:: APPLY WHAT YOU READ ::
**A)** About the DAE Tools tutorial source code:
(i) Under which version of the GNU General Public License is DAE Tools distributed?
(ii) At what temperature does the process start?
(iii) What is the name of the class that derives from daeModel?
**B)** Can you reproduce the DAE Tools tutorial source code word for word between "Here, we have" and "the ambient temperature.", inclusive?
**C)** Can you resume the DAE Tools tutorial source code right after its last line?

:: GIVEN TEXT ::
------------------------------------------------------------------------
/********************************************************************************
                 DAE Tools: cDAE module, www.daetools.com
                 Copyright (C) Dragan Nikolic
*********************************************************************************
DAE Tools is free software; you can redistribute it and/or modify it under the
terms of the GNU General Public License version 3 as published by the Free Software
Foundation. DAE Tools is distributed in the hope that it will be useful, but WITHOUT
ANY WARRANTY; without even the implied warranty of MERCHANTABILITY or FITNESS FOR A
PARTICULAR PURPOSE. See the GNU General Public License for more details.
You should have received a copy of the GNU General Public License along with the
DAE Tools software; if not, see <http://www.gnu.org/licenses/>.
*********************************************************************************/

/*
In this example we use the same conduction problem as in the tutorial 1.
Here we introduce:
 - Discontinuous equations (non-symmetrical state transition networks: daeSTN statements)

Here, we have the similar problem as in the tutorial 4. The model is equivalent.
Again we have a piece of copper (a plate) is at one side exposed to the source of heat
and at the other to the surroundings. The process starts at the temperature of 283K.
The metal is allowed to warm up, and then its temperature is kept in the interval
[320 - 340] for at 350 seconds. After 350s the heat source is removed and the metal
cools down slowly again to the ambient temperature.
*/

#include <daetools.h>
using namespace daetools::logging;
using namespace daetools::core;
using namespace daetools::solver;
using namespace daetools::datareporting;
using namespace daetools::activity;
namespace vt = daetools::core::variable_types;

using units_pool::m;
using units_pool::kg;
using units_pool::K;
using units_pool::J;
using units_pool::W;
using units_pool::s;

class modTutorial5 : public daeModel
{
public:
    daeParameter mass;
    daeParameter c_p;
    daeParameter alpha;
    daeParameter A;
    daeParameter T_surr;
    daeVariable Q_in, Q1, Q2;
    daeVariable T;
    daeSTN* stnRegulator;

    modTutorial5(std::string strName, daeModel* pParent = NULL, std::string strDescription = "")
------------------------------------------------------------------------
:: INPUT DATA ::
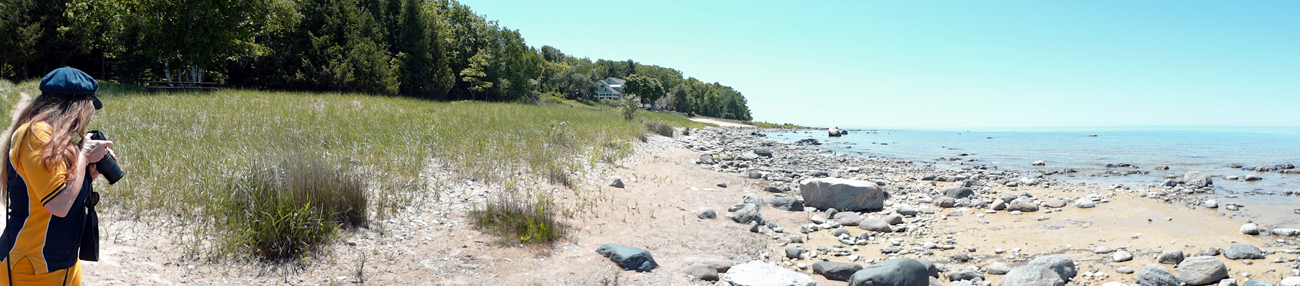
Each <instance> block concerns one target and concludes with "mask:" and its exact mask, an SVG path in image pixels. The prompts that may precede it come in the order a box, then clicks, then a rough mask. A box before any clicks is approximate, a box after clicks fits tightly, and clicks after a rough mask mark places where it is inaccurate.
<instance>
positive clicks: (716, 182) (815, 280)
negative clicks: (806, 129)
------------------------------------------------------------------------
:: REPLIES ::
**A)**
(i) Version 3
(ii) 283K
(iii) modTutorial5

**B)**
Here, we have the similar problem as in the tutorial 4. The model is equivalent.
Again we have a piece of copper (a plate) is at one side exposed to the source of heat
and at the other to the surroundings. The process starts at the temperature of 283K.
The metal is allowed to warm up, and then its temperature is kept in the interval
[320 - 340] for at 350 seconds. After 350s the heat source is removed and the metal
cools down slowly again to the ambient temperature.

**C)**
      : daeModel(strName, pParent, strDescription),
        mass("m", kg, this, "Mass of the copper plate"),
        c_p("c_p", J/(kg*K), this, "Specific heat capacity of the plate"),
        alpha("&alpha;", W/((m^2)*K), this, "Heat transfer coefficient"),
        A("A", m^2, this, "Area of the plate"),
        T_surr("T_surr", K, this, "Temperature of the surroundings"),
        Q_in("Q_in", vt::power_t, this, "Power of the heater"),
        T("T", vt::temperature_t, this, "Temperature of the plate")
    {
    }

    void DeclareEquations(void)
    {
        daeEquation* eq;

        eq = CreateEquation("HeatBalance", "Integral heat balance equation");
        eq->SetResidual( mass() * c_p() * T.dt() - Q_in() + alpha() * A() * (T() - T_surr()) );

        /*
        Non-symmetrical STNs in DAE Tools can be created by using STN/STATE/END_STN statements.
        Again, states MUST contain the SAME NUMBER OF EQUATIONS.
        First start with the call to STN("STN_Name") function from daeModel class.
        If you need to change active states in operating procedure in function Run()
        store the stn reference (here in the stnRegulator object).
        After that call, define your states by calling the function STATE("State1") and write
        equations that will be active if this state (called 'State1') is active.

        Models and states can contain OnConditionActions and OnEventActions.
        OnConditionActions are trigerred when a specified logical condition is satisfied.
        OnEventActions are trigerred when a specified EventPort receives an event (more info in tutorial13.py).
        There are different types of actions that can be executed by a logical condition.
        In this example, we want to change the active states subject to given conditions and
        ON_CONDITION(logical_condition, switchToStates = [list_of_actions]) function will be used.
        Again, there is an optional argument eventTolerance, as explained in tutorial 4.

        Repeat this procedure for all states in the state transition network.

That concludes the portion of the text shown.